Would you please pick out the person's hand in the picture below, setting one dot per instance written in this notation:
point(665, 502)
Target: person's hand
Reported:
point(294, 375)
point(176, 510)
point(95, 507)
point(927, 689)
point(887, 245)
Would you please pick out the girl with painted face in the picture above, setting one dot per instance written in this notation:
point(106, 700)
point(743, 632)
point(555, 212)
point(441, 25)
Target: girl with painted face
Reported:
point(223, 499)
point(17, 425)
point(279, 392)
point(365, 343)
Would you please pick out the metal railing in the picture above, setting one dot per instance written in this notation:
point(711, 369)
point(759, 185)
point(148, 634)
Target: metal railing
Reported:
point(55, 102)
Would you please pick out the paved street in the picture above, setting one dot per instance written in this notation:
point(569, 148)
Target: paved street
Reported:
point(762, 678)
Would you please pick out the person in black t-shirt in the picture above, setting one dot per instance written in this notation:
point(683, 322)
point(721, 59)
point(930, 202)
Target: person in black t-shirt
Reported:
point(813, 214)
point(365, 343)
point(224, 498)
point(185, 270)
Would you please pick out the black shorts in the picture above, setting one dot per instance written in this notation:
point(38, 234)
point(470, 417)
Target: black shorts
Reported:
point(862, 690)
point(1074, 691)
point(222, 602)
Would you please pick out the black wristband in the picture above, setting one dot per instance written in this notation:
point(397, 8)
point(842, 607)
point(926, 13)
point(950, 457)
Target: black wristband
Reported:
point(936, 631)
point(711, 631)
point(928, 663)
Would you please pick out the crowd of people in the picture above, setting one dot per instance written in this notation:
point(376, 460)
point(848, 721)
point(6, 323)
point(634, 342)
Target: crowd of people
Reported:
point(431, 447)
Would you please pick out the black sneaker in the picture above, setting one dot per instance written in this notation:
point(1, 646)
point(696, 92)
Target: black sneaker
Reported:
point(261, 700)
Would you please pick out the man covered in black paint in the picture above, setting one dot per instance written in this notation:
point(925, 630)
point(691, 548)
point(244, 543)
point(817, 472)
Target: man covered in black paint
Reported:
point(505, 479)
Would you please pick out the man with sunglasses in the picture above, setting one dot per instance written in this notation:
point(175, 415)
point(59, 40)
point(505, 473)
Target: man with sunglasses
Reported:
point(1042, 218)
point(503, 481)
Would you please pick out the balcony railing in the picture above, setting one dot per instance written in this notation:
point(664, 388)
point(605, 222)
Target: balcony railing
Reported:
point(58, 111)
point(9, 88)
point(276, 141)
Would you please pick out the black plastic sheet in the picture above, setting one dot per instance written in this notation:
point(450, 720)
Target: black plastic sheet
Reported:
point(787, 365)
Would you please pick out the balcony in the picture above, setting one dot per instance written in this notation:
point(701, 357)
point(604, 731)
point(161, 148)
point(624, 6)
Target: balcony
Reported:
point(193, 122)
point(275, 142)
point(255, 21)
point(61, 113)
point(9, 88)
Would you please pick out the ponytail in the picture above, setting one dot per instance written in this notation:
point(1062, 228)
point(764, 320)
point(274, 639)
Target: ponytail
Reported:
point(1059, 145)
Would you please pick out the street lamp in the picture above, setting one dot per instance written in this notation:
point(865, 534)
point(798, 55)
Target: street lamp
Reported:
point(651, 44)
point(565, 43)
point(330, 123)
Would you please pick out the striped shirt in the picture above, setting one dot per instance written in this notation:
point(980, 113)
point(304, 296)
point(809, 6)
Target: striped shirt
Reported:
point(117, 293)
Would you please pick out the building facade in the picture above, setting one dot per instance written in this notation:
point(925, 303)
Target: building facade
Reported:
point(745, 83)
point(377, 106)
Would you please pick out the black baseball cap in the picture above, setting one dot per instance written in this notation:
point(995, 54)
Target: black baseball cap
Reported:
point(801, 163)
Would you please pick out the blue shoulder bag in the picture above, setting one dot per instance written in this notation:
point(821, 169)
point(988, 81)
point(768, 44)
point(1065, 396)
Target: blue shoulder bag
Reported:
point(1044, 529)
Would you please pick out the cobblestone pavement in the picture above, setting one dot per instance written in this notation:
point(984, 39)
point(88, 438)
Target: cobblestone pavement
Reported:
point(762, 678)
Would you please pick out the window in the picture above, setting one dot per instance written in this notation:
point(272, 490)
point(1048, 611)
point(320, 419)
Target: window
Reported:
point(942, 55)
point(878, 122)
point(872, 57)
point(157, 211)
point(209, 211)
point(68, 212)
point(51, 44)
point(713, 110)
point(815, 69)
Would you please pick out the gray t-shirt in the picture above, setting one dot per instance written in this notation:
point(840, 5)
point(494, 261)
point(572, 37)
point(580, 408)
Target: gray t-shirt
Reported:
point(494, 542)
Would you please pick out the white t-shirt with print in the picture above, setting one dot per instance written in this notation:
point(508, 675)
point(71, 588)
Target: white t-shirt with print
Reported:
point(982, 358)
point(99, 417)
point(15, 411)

● ● ●

-- Required work --
In the entries above, which lines hold the word "striped"? Copy them out.

-- The answer --
Would you please pick out the striped shirt in the picture above, setting one dot per instance written in this notation:
Target: striped shirt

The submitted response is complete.